Excerpts from a dataset
---
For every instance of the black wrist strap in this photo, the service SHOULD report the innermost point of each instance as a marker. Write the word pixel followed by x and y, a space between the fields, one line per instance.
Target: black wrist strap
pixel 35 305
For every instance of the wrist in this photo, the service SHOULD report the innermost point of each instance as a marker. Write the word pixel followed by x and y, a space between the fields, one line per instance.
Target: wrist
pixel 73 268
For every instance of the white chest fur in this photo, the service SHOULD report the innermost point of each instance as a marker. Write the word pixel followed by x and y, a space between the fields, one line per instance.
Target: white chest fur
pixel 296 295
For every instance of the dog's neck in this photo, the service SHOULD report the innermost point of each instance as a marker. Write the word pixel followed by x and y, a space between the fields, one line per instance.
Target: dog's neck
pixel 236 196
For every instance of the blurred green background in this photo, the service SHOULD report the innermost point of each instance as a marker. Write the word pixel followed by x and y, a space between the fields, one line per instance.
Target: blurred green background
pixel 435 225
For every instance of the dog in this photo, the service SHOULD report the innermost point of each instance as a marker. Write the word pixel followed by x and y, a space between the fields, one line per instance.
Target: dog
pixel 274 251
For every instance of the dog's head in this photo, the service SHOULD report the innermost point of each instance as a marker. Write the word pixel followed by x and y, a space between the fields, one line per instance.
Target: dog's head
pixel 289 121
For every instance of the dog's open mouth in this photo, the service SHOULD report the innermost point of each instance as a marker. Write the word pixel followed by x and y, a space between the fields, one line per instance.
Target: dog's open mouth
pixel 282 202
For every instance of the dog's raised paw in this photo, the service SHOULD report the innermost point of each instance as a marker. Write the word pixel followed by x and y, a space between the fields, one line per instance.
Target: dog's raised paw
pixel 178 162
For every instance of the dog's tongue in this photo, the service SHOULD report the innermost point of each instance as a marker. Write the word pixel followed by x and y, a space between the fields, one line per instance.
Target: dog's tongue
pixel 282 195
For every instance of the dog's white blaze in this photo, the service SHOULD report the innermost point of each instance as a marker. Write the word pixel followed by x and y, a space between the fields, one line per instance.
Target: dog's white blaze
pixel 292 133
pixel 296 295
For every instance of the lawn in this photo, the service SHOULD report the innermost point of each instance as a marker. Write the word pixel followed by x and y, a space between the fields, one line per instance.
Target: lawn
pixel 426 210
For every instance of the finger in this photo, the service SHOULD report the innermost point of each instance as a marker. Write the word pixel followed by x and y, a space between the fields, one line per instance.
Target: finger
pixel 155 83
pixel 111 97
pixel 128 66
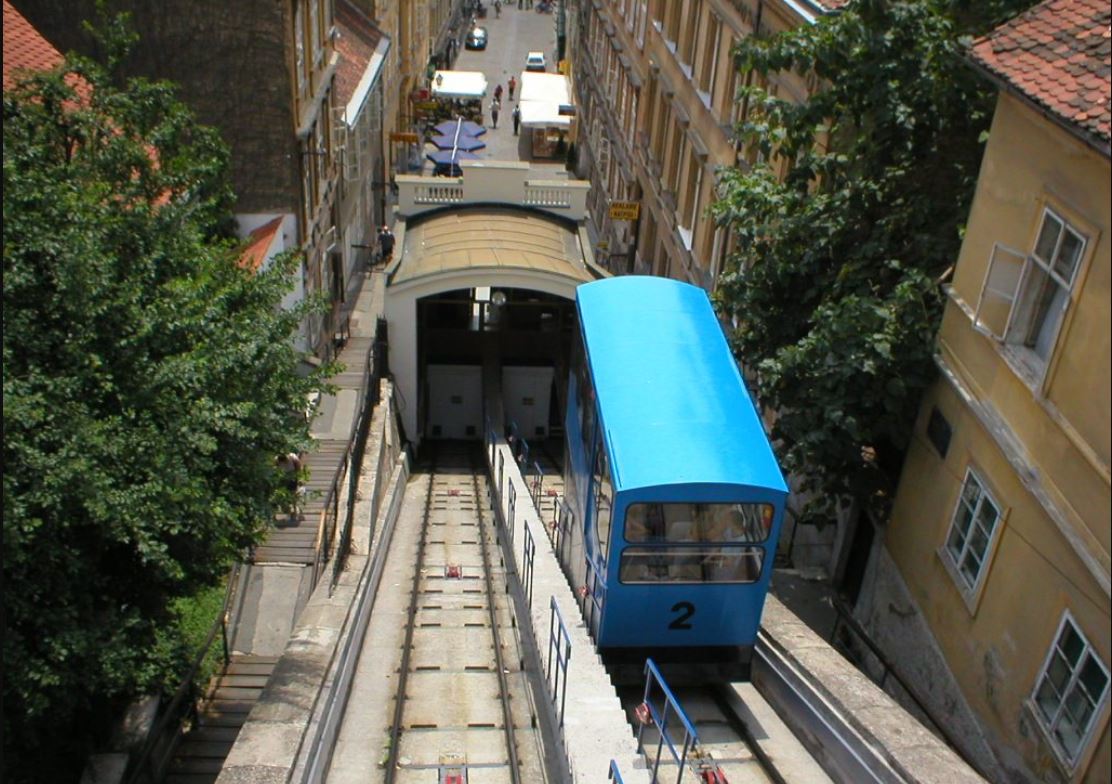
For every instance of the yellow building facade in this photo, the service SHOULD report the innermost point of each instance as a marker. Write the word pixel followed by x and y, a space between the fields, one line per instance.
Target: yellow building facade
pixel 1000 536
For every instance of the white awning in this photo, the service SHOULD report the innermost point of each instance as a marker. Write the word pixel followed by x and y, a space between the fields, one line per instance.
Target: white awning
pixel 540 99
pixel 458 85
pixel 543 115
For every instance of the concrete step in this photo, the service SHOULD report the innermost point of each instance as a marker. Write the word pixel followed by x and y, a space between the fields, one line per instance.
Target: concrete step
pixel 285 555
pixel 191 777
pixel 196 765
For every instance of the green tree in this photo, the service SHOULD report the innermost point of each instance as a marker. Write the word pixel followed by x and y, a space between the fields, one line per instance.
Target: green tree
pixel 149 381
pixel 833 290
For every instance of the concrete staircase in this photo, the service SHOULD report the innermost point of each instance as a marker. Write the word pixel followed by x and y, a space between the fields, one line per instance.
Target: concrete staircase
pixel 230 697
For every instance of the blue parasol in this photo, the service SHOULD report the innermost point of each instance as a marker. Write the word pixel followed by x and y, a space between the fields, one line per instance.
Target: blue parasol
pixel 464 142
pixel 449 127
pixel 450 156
---
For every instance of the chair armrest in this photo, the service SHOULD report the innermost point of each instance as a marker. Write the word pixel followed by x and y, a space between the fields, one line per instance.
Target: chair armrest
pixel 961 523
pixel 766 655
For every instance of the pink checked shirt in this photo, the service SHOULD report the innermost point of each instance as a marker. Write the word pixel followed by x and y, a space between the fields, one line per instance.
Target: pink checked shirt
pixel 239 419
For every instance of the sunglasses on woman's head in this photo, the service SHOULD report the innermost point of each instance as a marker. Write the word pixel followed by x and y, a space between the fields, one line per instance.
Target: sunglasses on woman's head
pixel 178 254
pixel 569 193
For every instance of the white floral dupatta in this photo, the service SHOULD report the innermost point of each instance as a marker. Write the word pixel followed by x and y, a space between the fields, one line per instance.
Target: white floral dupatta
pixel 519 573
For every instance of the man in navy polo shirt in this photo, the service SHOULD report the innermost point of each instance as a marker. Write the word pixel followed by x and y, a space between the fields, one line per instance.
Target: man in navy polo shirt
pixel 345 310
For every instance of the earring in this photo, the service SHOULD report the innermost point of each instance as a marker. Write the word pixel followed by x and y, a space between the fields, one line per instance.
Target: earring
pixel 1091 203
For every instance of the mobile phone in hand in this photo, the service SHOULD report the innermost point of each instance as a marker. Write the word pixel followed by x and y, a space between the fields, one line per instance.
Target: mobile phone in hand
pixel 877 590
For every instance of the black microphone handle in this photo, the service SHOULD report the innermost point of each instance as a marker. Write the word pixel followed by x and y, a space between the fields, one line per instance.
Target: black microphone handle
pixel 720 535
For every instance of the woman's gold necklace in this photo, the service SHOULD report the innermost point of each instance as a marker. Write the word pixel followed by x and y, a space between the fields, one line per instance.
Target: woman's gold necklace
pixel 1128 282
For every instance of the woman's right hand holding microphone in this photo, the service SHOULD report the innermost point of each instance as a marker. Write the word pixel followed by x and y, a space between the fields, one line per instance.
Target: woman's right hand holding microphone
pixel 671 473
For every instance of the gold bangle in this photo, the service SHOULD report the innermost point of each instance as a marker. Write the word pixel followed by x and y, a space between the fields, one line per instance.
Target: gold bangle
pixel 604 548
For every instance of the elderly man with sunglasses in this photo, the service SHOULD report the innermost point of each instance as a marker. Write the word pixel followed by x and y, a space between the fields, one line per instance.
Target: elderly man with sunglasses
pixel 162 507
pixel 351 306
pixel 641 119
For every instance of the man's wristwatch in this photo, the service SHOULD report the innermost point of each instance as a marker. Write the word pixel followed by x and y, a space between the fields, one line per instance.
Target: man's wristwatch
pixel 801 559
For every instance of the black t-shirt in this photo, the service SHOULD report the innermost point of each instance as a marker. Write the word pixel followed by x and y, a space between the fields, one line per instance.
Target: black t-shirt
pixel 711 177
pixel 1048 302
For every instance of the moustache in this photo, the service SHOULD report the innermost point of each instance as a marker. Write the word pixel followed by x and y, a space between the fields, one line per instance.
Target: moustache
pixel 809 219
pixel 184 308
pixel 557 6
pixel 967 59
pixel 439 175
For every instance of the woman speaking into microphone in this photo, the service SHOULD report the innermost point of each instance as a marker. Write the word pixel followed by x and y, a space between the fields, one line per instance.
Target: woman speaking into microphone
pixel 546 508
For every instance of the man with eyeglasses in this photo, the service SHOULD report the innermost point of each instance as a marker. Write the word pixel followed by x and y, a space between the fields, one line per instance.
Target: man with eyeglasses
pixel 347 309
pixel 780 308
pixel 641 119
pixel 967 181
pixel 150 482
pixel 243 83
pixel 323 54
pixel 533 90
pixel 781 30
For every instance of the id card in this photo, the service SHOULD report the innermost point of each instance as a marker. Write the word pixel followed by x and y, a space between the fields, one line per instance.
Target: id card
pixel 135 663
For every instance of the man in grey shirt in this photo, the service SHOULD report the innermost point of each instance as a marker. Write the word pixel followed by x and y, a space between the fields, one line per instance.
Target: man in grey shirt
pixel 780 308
---
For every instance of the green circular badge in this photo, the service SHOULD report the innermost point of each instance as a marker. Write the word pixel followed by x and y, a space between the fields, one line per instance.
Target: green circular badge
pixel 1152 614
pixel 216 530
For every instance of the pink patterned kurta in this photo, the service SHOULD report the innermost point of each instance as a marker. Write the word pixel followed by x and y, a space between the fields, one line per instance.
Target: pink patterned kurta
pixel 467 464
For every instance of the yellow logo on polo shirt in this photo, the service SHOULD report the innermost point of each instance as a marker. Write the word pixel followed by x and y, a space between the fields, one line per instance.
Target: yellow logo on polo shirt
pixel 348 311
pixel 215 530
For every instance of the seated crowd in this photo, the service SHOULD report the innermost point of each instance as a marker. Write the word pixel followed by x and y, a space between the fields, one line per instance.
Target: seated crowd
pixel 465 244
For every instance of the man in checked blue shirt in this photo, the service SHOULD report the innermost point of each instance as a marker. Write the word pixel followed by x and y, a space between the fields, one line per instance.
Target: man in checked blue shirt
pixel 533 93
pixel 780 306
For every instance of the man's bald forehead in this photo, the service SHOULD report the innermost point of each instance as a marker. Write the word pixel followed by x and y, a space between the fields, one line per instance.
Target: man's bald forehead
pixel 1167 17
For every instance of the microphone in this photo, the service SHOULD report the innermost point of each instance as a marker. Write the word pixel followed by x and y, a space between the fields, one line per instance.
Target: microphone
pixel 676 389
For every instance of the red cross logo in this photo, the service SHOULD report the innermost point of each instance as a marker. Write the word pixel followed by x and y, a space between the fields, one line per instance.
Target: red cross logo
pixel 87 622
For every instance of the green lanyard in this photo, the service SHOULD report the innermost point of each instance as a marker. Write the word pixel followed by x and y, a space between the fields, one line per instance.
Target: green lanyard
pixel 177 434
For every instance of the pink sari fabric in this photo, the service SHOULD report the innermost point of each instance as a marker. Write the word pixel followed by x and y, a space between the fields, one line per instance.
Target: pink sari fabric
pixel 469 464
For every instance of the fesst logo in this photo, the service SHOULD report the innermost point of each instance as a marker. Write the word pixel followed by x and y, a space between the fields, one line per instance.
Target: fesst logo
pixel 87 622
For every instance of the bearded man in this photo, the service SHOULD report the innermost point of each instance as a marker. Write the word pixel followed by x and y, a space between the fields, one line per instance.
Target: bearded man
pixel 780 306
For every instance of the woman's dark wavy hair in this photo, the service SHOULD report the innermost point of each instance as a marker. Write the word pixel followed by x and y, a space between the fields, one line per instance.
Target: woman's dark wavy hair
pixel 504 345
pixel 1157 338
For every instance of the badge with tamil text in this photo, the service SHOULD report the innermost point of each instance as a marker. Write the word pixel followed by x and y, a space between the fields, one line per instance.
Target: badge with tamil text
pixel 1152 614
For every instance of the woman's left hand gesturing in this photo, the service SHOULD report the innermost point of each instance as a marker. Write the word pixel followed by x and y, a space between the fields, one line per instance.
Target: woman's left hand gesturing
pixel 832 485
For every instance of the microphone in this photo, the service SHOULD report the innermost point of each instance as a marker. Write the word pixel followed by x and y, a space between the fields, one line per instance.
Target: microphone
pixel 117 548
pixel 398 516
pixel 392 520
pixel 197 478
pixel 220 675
---
Output the lines of the records above exactly as they appear, from the line containing "For every instance of the black wrist" through the line containing "For every instance of the blurred".

For every instance of the black wrist strap in this photo, the service SHOULD report the innermost point of each instance as a marker. Write the word pixel followed by x and y, a space between the fields, one line per instance.
Target: black wrist strap
pixel 35 305
For every instance of the wrist in this photo, the service SHOULD report the innermost point of each instance as a marker. Write the word pixel followed by x and y, a space between the fields, one line per instance.
Target: wrist
pixel 73 268
For every instance of the white chest fur in this photo, the service SHOULD report the innermost point of each instance as a marker. Write the word pixel followed by x and y, a space between the fields, one line per instance.
Target: white chest fur
pixel 296 295
For every instance of the dog's neck in this photo, the service SHOULD report the innermost point of each instance as a marker. Write the word pixel followed by x and y, a space between the fields, one line per instance.
Target: dog's neck
pixel 236 196
For every instance of the blurred green background in this photo, the service SHOULD report the innermost point of each instance as a marker. Write the word pixel followed by x and y, a space between the fields, one line per instance.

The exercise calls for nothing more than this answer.